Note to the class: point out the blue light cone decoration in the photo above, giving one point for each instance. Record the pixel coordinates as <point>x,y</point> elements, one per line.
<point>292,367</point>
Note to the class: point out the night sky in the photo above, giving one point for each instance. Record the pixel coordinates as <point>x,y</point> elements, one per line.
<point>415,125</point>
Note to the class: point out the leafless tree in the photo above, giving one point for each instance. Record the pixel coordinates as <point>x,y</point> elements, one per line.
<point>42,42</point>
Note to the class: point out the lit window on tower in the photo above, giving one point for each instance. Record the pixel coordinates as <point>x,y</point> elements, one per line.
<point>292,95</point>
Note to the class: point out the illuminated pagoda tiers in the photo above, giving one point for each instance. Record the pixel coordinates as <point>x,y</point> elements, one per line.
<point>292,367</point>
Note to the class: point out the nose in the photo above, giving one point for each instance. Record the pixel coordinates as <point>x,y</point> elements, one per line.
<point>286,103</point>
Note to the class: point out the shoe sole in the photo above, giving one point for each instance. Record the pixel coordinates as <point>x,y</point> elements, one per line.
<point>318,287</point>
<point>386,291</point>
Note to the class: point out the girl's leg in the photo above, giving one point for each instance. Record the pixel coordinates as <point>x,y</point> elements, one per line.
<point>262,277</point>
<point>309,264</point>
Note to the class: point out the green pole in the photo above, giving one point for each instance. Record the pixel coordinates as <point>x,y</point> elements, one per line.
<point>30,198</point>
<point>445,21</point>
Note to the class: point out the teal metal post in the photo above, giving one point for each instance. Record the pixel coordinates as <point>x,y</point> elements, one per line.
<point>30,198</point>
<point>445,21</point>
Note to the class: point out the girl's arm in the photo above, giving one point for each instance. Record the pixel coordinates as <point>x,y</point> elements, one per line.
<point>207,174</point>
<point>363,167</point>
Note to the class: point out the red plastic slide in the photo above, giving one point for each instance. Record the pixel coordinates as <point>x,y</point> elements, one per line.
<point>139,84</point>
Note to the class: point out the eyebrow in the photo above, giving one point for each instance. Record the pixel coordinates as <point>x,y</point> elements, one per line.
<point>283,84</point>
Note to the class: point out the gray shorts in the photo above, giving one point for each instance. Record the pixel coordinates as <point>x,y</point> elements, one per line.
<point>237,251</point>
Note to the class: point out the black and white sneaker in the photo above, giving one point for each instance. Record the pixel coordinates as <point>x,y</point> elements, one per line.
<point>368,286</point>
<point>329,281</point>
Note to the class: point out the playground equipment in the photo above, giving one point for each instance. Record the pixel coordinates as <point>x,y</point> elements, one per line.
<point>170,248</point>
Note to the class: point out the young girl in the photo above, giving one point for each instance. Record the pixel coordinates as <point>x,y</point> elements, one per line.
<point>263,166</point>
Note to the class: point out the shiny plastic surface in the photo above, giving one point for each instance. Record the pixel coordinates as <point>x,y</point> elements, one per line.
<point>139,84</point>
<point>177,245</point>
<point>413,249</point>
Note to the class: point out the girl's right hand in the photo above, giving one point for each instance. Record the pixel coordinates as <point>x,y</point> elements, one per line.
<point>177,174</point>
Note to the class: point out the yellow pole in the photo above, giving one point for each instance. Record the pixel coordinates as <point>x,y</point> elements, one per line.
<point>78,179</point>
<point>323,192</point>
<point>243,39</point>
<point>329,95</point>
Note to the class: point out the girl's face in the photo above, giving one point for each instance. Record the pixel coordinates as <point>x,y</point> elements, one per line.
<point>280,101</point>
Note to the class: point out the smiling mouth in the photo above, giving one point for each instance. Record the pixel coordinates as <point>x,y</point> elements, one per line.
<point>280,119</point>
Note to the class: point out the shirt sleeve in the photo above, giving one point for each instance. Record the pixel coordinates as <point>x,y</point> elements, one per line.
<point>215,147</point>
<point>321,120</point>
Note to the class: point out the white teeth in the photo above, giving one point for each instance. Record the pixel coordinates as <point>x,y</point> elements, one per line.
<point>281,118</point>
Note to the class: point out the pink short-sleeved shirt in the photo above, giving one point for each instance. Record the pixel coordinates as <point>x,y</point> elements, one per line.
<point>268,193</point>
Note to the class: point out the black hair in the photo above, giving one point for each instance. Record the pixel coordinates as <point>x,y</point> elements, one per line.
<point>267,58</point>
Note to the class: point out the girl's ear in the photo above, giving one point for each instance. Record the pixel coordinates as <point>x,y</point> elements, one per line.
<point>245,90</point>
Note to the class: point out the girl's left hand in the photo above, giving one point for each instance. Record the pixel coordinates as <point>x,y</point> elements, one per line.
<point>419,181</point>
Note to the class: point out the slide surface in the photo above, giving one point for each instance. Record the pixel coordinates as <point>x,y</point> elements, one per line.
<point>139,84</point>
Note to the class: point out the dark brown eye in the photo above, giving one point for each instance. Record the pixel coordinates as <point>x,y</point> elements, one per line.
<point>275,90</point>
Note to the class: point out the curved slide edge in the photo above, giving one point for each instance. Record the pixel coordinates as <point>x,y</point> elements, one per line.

○ ○ ○

(What the task requires) Rewrite the records from the line with "Note to the class: point out the pink" to the line with "<point>267,58</point>", both ends included, keeping the requests as they are. Scale each point coordinate by 0.2 and round it to a whole number, with halves rounding up.

(Answer to the problem)
Note to the class: point out the pink short-sleeved shirt in the photo above, giving one point for each instance. Record the pixel coordinates as <point>x,y</point> elements, one per line.
<point>54,39</point>
Note to the class: point out the black hair in the photo above, giving one point for each instance. Record the pixel coordinates as <point>x,y</point> elements, one per line.
<point>53,12</point>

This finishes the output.